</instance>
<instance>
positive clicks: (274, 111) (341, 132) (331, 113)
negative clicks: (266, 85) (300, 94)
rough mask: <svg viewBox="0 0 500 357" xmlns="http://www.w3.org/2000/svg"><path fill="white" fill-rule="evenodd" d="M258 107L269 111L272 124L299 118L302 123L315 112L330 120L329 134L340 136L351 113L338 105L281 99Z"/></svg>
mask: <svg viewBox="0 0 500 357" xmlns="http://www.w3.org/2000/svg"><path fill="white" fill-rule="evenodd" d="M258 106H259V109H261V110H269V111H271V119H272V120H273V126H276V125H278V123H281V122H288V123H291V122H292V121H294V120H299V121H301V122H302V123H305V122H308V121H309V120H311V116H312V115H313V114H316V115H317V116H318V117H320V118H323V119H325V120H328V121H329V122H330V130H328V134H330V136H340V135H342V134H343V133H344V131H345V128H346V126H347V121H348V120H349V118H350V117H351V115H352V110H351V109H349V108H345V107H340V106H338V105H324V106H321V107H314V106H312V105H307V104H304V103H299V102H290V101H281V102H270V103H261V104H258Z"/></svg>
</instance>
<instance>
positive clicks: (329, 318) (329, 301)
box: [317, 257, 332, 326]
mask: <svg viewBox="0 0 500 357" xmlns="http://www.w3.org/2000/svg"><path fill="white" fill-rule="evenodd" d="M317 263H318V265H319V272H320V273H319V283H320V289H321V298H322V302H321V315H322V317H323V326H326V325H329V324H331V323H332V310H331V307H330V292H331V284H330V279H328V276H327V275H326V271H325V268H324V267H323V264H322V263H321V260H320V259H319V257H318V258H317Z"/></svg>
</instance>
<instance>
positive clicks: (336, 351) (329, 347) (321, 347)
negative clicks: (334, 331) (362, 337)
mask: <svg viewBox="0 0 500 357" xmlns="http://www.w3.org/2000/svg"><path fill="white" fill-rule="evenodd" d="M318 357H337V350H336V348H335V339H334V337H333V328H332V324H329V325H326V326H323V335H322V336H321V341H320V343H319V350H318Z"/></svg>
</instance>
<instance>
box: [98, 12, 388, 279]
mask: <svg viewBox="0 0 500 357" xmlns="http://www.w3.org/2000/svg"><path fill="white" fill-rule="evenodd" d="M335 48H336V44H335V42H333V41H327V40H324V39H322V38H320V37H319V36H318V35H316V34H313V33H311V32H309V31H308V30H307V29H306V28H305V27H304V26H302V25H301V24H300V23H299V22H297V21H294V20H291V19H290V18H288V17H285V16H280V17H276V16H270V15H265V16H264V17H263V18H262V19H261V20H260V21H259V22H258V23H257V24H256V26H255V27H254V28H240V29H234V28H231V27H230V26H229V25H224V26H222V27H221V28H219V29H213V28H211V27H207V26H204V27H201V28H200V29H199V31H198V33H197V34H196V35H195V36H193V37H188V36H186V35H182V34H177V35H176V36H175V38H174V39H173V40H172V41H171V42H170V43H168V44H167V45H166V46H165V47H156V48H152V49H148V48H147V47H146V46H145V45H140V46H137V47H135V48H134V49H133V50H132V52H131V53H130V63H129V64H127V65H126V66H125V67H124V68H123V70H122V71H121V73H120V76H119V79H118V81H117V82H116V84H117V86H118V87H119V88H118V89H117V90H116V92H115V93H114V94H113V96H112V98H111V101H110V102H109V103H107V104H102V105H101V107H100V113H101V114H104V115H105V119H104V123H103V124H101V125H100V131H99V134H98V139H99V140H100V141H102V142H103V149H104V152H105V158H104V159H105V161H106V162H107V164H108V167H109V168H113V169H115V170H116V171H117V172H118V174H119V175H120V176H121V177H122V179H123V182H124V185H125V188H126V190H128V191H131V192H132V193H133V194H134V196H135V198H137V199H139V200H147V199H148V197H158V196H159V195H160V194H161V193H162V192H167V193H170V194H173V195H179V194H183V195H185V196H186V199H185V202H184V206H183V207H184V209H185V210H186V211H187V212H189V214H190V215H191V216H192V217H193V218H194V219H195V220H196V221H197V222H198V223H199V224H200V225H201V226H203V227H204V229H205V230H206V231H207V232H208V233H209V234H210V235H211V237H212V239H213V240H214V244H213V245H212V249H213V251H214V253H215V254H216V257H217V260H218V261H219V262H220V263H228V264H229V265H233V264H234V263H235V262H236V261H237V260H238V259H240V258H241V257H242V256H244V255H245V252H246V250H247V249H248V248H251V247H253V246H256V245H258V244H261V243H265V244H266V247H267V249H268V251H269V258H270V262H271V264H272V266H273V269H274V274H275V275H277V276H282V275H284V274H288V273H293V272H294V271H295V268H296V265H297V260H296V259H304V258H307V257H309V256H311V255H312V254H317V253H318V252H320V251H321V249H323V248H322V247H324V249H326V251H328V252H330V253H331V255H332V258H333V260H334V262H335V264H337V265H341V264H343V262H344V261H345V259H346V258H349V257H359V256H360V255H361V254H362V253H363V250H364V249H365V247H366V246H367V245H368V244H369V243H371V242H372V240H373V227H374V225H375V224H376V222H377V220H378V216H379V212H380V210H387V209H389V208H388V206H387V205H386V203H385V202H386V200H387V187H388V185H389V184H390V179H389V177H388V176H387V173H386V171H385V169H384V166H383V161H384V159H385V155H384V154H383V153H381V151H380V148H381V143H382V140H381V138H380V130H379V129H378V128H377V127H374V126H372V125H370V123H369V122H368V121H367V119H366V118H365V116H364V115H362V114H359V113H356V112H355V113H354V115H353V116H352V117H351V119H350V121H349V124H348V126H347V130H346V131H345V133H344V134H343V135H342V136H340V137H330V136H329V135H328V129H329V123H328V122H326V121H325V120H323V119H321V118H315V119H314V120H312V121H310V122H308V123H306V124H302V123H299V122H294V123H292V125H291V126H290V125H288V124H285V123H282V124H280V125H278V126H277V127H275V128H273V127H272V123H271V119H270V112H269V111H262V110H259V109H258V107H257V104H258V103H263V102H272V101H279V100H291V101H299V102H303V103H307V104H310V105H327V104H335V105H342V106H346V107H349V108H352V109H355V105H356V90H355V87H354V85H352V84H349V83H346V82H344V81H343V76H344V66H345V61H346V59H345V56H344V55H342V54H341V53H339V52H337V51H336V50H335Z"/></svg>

────

Your assignment:
Edit the data above so that every "negative clicks" reads "excluded points", leaving everything else untouched.

Answer below:
</instance>
<instance>
positive clicks: (274, 111) (341, 132) (331, 113)
excluded points: (266, 85) (300, 94)
rough mask: <svg viewBox="0 0 500 357" xmlns="http://www.w3.org/2000/svg"><path fill="white" fill-rule="evenodd" d="M258 107L269 111L272 124L299 118L302 123L315 112L330 120L329 134L340 136L351 113L338 105L281 99Z"/></svg>
mask: <svg viewBox="0 0 500 357" xmlns="http://www.w3.org/2000/svg"><path fill="white" fill-rule="evenodd" d="M258 106H259V109H261V110H269V111H271V119H272V120H273V126H276V125H278V123H281V122H288V123H291V122H292V121H294V120H299V121H301V122H302V123H305V122H308V121H309V120H311V116H312V115H313V114H316V115H317V116H318V117H320V118H323V119H325V120H328V121H329V122H330V130H328V134H330V136H340V135H342V134H343V133H344V131H345V128H346V126H347V121H348V120H349V118H350V117H351V115H352V110H351V109H349V108H345V107H340V106H338V105H324V106H321V107H314V106H312V105H307V104H304V103H299V102H290V101H281V102H270V103H261V104H258Z"/></svg>
</instance>
<instance>
positive clicks: (329, 318) (329, 301)
box: [317, 257, 332, 326]
mask: <svg viewBox="0 0 500 357" xmlns="http://www.w3.org/2000/svg"><path fill="white" fill-rule="evenodd" d="M317 263H318V265H319V272H320V273H319V283H320V289H321V298H322V302H321V315H322V317H323V326H326V325H329V324H331V323H332V310H331V307H330V292H331V284H330V279H328V276H327V275H326V271H325V268H324V267H323V264H322V263H321V260H320V259H319V257H318V258H317Z"/></svg>
</instance>
<instance>
positive clicks: (336, 351) (329, 347) (321, 347)
excluded points: (334, 331) (362, 337)
mask: <svg viewBox="0 0 500 357" xmlns="http://www.w3.org/2000/svg"><path fill="white" fill-rule="evenodd" d="M318 357H337V350H336V348H335V339H334V337H333V328H332V324H329V325H326V326H323V335H322V336H321V341H320V343H319V350H318Z"/></svg>
</instance>
<instance>
box: [98, 12, 388, 279]
mask: <svg viewBox="0 0 500 357" xmlns="http://www.w3.org/2000/svg"><path fill="white" fill-rule="evenodd" d="M335 48H336V44H335V42H333V41H327V40H324V39H322V38H320V37H319V36H318V35H316V34H313V33H311V32H309V31H308V30H307V29H306V28H305V27H304V26H302V25H301V24H300V23H299V22H297V21H294V20H291V19H290V18H288V17H285V16H280V17H276V16H270V15H265V16H264V17H263V18H262V19H261V20H260V21H259V22H258V23H257V24H256V26H255V27H254V28H240V29H234V28H231V27H230V26H229V25H224V26H222V27H221V28H219V29H213V28H211V27H207V26H204V27H201V28H200V29H199V31H198V33H197V34H196V35H195V36H193V37H188V36H186V35H182V34H177V35H176V36H175V38H174V39H173V40H172V41H171V42H170V43H168V44H167V45H166V46H165V47H156V48H152V49H148V48H147V47H146V46H145V45H140V46H137V47H135V48H134V49H133V50H132V52H131V53H130V63H129V64H127V65H126V66H125V67H124V68H123V70H122V71H121V73H120V76H119V79H118V81H117V82H116V84H117V86H118V87H119V88H118V89H117V90H116V92H115V93H114V94H113V96H112V98H111V101H110V102H109V103H107V104H102V105H101V107H100V113H101V114H104V115H105V119H104V123H103V124H101V125H100V131H99V134H98V139H99V140H100V141H102V142H103V149H104V152H105V158H104V159H105V161H106V162H107V164H108V167H109V168H113V169H115V170H116V171H117V172H118V174H119V175H120V176H121V177H122V179H123V182H124V185H125V188H126V190H128V191H131V192H132V193H133V194H134V196H135V198H137V199H139V200H147V199H148V197H158V196H159V195H160V194H161V193H162V192H167V193H170V194H173V195H179V194H183V195H185V196H186V199H185V202H184V206H183V207H184V209H185V210H186V211H187V212H189V214H190V215H191V216H192V217H193V218H194V219H195V220H196V221H197V222H198V223H199V224H200V225H201V226H203V227H204V229H205V230H206V231H207V232H208V233H209V234H210V235H211V237H212V239H213V240H214V244H213V245H212V249H213V251H214V253H215V254H216V257H217V260H218V261H219V262H220V263H228V264H229V265H233V264H234V263H235V262H236V261H237V260H238V259H240V258H241V257H242V256H244V255H245V252H246V250H247V249H248V248H251V247H253V246H256V245H258V244H261V243H265V244H266V247H267V249H268V251H269V258H270V262H271V264H272V266H273V269H274V274H275V275H277V276H282V275H284V274H288V273H293V272H294V271H295V268H296V265H297V260H296V259H304V258H307V257H309V256H311V255H312V254H317V253H318V252H320V251H321V249H323V248H322V247H324V249H326V251H328V252H330V253H331V255H332V258H333V260H334V262H335V264H337V265H341V264H343V262H344V261H345V259H346V258H349V257H359V256H360V255H361V254H362V253H363V250H364V249H365V247H366V246H367V245H368V244H369V243H371V242H372V240H373V227H374V225H375V224H376V222H377V220H378V216H379V212H380V210H387V209H389V208H388V206H387V205H386V203H385V202H386V200H387V187H388V185H389V184H390V179H389V177H388V176H387V173H386V171H385V169H384V166H383V161H384V159H385V155H384V154H383V153H381V151H380V148H381V143H382V140H381V138H380V130H379V129H378V128H377V127H374V126H372V125H370V123H369V122H368V121H367V119H366V118H365V116H364V115H362V114H359V113H356V112H355V113H354V115H353V116H352V117H351V119H350V121H349V124H348V126H347V130H346V131H345V133H344V134H343V135H342V136H340V137H330V136H329V135H328V129H329V123H328V122H326V121H325V120H323V119H321V118H315V119H314V120H312V121H310V122H308V123H306V124H302V123H299V122H294V123H292V125H291V126H290V125H288V124H285V123H282V124H280V125H278V126H277V127H275V128H273V127H272V123H271V119H270V112H269V111H262V110H259V109H258V107H257V104H258V103H263V102H272V101H279V100H291V101H299V102H303V103H307V104H310V105H327V104H335V105H342V106H346V107H349V108H352V109H355V105H356V90H355V87H354V85H352V84H349V83H346V82H344V81H343V76H344V66H345V61H346V59H345V56H344V55H342V54H341V53H339V52H337V51H336V50H335Z"/></svg>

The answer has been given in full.